═══ The records ═══
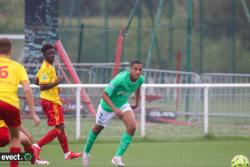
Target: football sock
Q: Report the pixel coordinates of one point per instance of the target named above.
(29, 149)
(14, 150)
(50, 136)
(90, 141)
(124, 143)
(63, 142)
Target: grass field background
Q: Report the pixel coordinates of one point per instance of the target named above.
(182, 153)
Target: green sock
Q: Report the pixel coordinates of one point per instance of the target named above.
(124, 143)
(90, 141)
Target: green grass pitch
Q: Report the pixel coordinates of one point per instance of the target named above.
(184, 153)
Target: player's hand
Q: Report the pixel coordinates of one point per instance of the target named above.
(36, 120)
(118, 113)
(59, 79)
(30, 137)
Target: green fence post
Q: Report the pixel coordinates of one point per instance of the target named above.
(80, 43)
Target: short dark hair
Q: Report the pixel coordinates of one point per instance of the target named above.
(46, 47)
(135, 62)
(5, 46)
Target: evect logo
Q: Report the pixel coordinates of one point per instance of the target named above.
(15, 157)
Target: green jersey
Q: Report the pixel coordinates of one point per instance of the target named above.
(119, 90)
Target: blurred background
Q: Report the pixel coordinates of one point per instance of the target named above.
(209, 35)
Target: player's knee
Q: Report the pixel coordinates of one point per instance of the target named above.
(131, 129)
(26, 142)
(4, 142)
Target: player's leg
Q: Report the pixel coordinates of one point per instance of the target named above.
(103, 118)
(14, 143)
(27, 145)
(48, 109)
(5, 136)
(130, 123)
(11, 117)
(62, 138)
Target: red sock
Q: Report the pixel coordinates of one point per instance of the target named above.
(14, 150)
(63, 142)
(48, 137)
(29, 149)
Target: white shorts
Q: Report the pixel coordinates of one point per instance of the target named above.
(103, 118)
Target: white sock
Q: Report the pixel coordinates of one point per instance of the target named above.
(36, 145)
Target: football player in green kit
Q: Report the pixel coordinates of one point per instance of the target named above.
(114, 102)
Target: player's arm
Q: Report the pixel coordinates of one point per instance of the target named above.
(37, 81)
(106, 98)
(30, 101)
(47, 86)
(137, 98)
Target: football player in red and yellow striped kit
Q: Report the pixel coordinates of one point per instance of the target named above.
(50, 100)
(11, 75)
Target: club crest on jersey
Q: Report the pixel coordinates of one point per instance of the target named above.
═══
Task requirements ::
Reproduce the rows verbatim, starting at the line that contains "Target: club crest on jersey" and ending with the final row, both included.

Problem solution ::
Target: club crest on jersey
Q: Report the pixel coordinates of one point per instance of the target named above.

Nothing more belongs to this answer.